[Begin DATA FOR THE TASK]
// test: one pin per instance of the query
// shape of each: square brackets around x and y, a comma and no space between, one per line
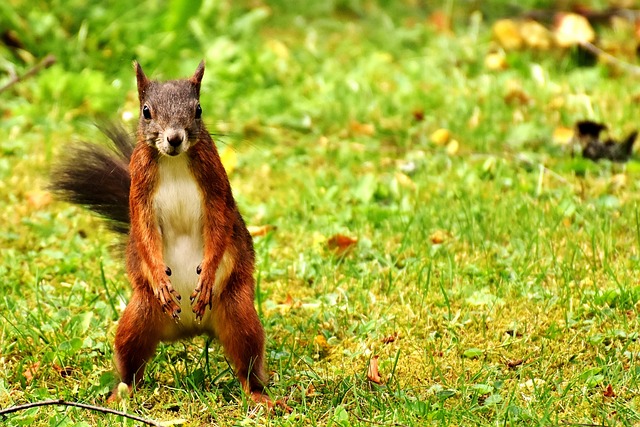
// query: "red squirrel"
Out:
[189,256]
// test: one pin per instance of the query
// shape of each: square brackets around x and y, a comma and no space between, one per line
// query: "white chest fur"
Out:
[179,212]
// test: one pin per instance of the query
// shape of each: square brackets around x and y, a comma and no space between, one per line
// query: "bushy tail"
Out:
[97,177]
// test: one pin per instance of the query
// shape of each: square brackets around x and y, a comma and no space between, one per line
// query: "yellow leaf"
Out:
[38,198]
[507,34]
[405,181]
[440,136]
[562,135]
[453,147]
[229,159]
[280,49]
[535,35]
[496,61]
[573,29]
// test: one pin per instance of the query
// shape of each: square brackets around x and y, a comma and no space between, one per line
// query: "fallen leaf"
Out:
[311,390]
[405,181]
[366,129]
[418,115]
[440,136]
[439,236]
[38,198]
[514,363]
[517,96]
[31,370]
[288,300]
[562,135]
[390,338]
[507,33]
[278,48]
[573,29]
[322,346]
[452,147]
[440,21]
[63,371]
[341,243]
[373,374]
[472,353]
[609,392]
[535,35]
[260,230]
[496,61]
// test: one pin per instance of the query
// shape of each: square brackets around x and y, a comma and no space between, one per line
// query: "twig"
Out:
[372,422]
[48,61]
[4,412]
[610,58]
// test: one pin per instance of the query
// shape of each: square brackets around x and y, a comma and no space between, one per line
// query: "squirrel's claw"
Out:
[168,298]
[201,298]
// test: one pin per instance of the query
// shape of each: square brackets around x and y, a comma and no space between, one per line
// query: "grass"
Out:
[495,279]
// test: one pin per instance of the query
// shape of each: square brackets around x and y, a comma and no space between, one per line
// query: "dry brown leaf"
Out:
[366,129]
[38,198]
[31,371]
[517,96]
[609,392]
[260,230]
[573,29]
[341,243]
[373,373]
[507,34]
[64,372]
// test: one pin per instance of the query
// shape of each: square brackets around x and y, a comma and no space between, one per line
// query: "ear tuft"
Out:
[197,76]
[141,79]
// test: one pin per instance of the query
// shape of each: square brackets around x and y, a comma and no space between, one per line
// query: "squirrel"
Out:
[189,256]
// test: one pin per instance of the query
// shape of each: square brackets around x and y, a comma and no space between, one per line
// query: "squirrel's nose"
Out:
[174,137]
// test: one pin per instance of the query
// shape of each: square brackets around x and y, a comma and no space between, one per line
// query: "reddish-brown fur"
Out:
[152,312]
[End DATA FOR THE TASK]
Extract the full listing exactly, with the pictures left out.

// test: one pin per instance of the query
// shape of each: square brackets around x and y, a comma and no space between, one per line
// query: "red squirrel"
Out:
[189,256]
// test: one pin per instance of the query
// shape of each: square brackets around x and y, a comma and no space between, one per line
// query: "white chest fur"
Out:
[179,212]
// test: one pin per instance of the query
// shape of each: square brackets around x and y, a comma and no space between, one per line
// query: "bushy tail"
Out:
[97,177]
// test: one pin per instance of the query
// shape of each: square brackets around x and y, a comma and no space between, one per line
// query: "yellow leaf"
Out:
[38,198]
[507,34]
[405,181]
[440,136]
[562,135]
[453,147]
[229,159]
[280,49]
[535,35]
[496,61]
[573,29]
// test: one pin per instance of the query
// shape of each: square brackets around x and y, a comma and no space between, one per line
// query: "fallen leaf"
Out:
[311,390]
[405,181]
[366,129]
[418,115]
[440,136]
[439,236]
[38,198]
[514,363]
[517,96]
[31,370]
[288,300]
[562,135]
[390,338]
[507,33]
[278,48]
[573,29]
[322,346]
[452,147]
[440,21]
[63,371]
[341,243]
[373,374]
[472,353]
[609,392]
[535,35]
[260,230]
[496,61]
// test: one pin per instance of the query
// shape of each: square brackets around x and y, a comma and no space between, one per line
// query: "twig"
Out:
[372,422]
[48,61]
[4,412]
[610,58]
// test: one pin per instance of the query
// shape of each: square brackets around x and y, a comma and no space between, one per line
// query: "squirrel's claw"
Out:
[168,298]
[201,298]
// test: one pin per instance of the query
// shape of each: square brackets around x and y, a comma and no space between, one per line
// query: "grass"
Out:
[495,279]
// test: one pin per instance of the query
// shape of each: square brackets around x and y, a comma and no space between, one per line
// query: "dry brown leaf"
Out:
[366,129]
[38,198]
[31,371]
[517,96]
[609,392]
[260,230]
[573,29]
[341,243]
[373,373]
[507,34]
[64,372]
// test: one pin per instance of the query
// shape of each: square brackets around x and y, a comma and no space between, one per line
// query: "ear tuft"
Out:
[197,76]
[141,79]
// test: one pin per instance of the query
// shape of each: square brackets around x and y, a comma and no space between, one per line
// query: "squirrel"
Out:
[189,256]
// test: one pin per instance of the query
// shape of each: square brackets around x and y, a comma and no space between, one per line
// query: "squirrel's nose"
Out:
[174,137]
// test: one pin per instance of the query
// shape of each: square brackets around x and y, a comma and no space between, one per line
// query: "reddish-brown fur"
Out:
[152,312]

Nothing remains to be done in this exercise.